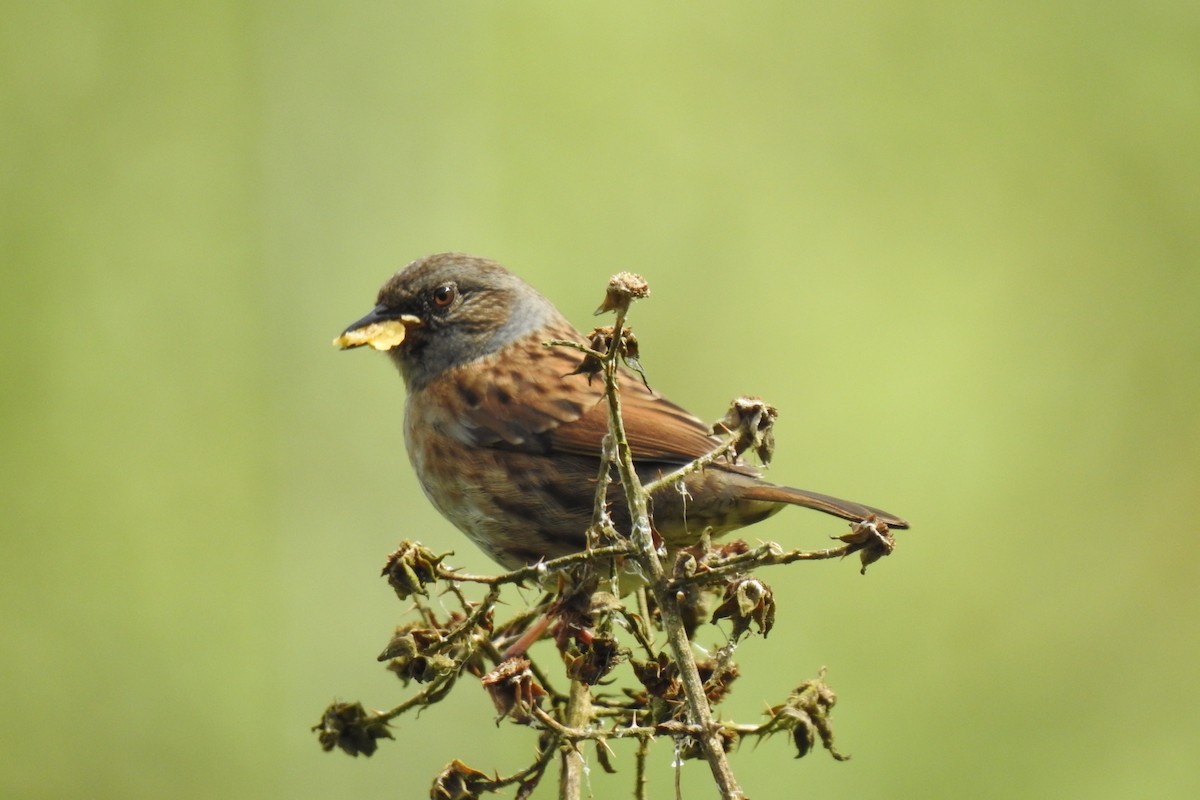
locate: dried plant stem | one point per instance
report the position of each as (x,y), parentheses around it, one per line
(576,716)
(660,584)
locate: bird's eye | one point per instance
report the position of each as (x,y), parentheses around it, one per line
(444,295)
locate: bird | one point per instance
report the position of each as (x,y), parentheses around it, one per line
(504,433)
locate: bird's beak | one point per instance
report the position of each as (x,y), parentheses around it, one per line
(382,329)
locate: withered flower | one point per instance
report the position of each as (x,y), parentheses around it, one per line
(600,340)
(805,716)
(658,677)
(418,654)
(591,660)
(750,423)
(514,690)
(623,289)
(411,567)
(871,539)
(747,600)
(348,726)
(459,782)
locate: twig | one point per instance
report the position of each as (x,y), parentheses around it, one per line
(660,584)
(579,711)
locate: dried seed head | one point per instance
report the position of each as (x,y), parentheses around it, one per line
(349,727)
(750,423)
(514,690)
(409,567)
(623,289)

○ ○ ○

◆ What to work on
Repeat every record above exactly. Omit the pictures.

◆ Answer to this problem
locate: dried plant stem | one point per instance
report the position of each as (x,y), parentheses around it, one per line
(576,716)
(660,584)
locate: bird's eye | one point per instance
report the position of each as (x,y), parentheses around it, one per line
(444,295)
locate: bird | one point per instance
report the position of each as (x,y), parentheses around it, one per line
(504,433)
locate: bird's beak | one point per instance
report the position of each as (x,y), parentheses around it, one per line
(382,329)
locate: withered flower | one point per instance
report the position of each as (x,y), parentheses around it, one per line
(600,340)
(805,716)
(658,677)
(418,654)
(591,660)
(750,423)
(514,690)
(623,289)
(411,567)
(871,539)
(747,600)
(348,726)
(459,782)
locate: twig | one point per instance
report the position of each as (x,y), parentheses around it, one per line
(660,584)
(579,711)
locate: dried seed head | one point per instance
report the position of each as (x,y), parentheses around it, one per line
(349,727)
(750,423)
(514,690)
(409,567)
(623,289)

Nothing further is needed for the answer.